= The input =

━━━━━━

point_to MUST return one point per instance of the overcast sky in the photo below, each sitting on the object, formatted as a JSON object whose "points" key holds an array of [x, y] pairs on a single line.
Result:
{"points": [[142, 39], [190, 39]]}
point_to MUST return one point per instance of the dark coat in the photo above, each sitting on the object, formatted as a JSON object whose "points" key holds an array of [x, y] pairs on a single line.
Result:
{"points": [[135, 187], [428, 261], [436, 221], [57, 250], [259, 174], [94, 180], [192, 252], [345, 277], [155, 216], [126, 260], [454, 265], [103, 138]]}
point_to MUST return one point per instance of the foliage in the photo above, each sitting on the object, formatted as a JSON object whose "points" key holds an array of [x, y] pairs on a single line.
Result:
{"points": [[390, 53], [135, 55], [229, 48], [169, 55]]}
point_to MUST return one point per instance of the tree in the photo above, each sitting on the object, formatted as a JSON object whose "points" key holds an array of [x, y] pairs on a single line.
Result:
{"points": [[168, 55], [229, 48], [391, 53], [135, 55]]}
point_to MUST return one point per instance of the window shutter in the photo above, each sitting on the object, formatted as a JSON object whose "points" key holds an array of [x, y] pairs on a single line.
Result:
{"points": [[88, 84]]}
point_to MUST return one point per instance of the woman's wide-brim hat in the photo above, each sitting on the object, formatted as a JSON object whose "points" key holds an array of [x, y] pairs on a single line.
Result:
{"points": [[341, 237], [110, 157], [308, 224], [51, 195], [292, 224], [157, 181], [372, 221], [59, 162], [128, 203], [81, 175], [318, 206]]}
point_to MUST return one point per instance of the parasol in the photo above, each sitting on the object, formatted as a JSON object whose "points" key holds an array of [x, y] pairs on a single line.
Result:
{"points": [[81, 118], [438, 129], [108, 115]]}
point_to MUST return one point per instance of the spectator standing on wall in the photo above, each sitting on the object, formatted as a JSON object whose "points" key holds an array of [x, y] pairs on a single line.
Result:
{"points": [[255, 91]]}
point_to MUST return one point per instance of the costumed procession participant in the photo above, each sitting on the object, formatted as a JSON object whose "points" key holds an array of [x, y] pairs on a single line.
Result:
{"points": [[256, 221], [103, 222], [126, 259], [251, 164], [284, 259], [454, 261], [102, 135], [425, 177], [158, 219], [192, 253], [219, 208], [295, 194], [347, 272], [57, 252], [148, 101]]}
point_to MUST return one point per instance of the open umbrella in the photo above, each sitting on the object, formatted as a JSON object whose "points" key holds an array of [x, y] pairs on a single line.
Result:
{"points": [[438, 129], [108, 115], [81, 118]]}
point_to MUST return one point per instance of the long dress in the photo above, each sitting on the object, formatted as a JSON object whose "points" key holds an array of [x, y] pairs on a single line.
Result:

━━━━━━

= Task details =
Take the part that opens with the line containing "point_to MUST return one point per instance of the parasol" and closes at the end of the records, and change every "Result" in it to "Output". Write out that part again with nothing else altered.

= Result of the task =
point_to MUST return one point per instance of the parasol in the photo above, each sitting on the object, formatted as a JSON object whose "points" key holds an array of [x, y] pairs on a single line.
Output:
{"points": [[81, 118], [438, 129], [108, 115]]}
point_to MUST return one point per instance of the spectator standing on wall in the photo above, each sitting on the object, formatted as a JSON object whose "points" key holds an array of [x, y] pairs on a single line.
Output:
{"points": [[255, 91]]}
point_to MUST return one point per instance of the costumed procession participant in the photo above, each sitting on the object, formatted as a JSON object whose "points" key holds an array of [x, y] pairs on a single line.
Output:
{"points": [[256, 221], [103, 222], [126, 259], [251, 164], [284, 259], [454, 261], [102, 135], [425, 177], [158, 219], [192, 253], [219, 208], [295, 194], [347, 272], [57, 252], [148, 101]]}
point_to MUST return one point per instance of the open umbrella in the photo above, each sitting on the object, formatted as a JSON object whose "points" key holds an array of [x, y] pairs on a single line.
Output:
{"points": [[438, 129], [108, 115], [81, 118]]}
point_to MUST return one point per instance of the long dress in the photo above, each sitting on the object, formatted as a JSON object whose "points" key holds an array of [x, y] pairs on a single line.
Output:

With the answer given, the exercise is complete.